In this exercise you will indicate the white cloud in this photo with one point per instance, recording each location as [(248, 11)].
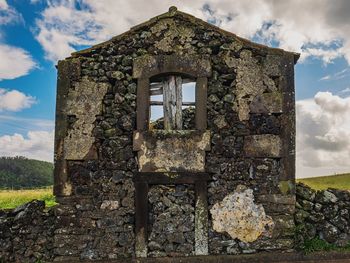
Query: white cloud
[(338, 75), (8, 14), (66, 24), (37, 145), (323, 135), (14, 100), (346, 90), (15, 62)]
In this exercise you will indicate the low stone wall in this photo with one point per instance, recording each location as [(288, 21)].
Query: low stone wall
[(322, 214), (26, 233)]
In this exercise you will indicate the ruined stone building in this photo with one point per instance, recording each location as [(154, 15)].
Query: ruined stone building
[(210, 176)]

-------

REQUEST | Can you write out the whole listing above word for word, leaving out the pictures?

TASK RESPONSE |
In this exercise you will indicate the white cloud in this photo with one point per instance, recording each location as [(248, 11)].
Query: white cloud
[(338, 75), (8, 14), (66, 24), (37, 145), (323, 135), (14, 100), (346, 90), (15, 62)]
In this exercise you will indicate the low stone wall in this photo with one point per instance, recording each location as [(288, 21)].
Query: low stone wall
[(322, 214), (26, 233)]
In this exercise you will indicate the ruined stone building in this photo with one point per instance, recording each location as [(154, 15)].
Query: ruined stone building
[(210, 176)]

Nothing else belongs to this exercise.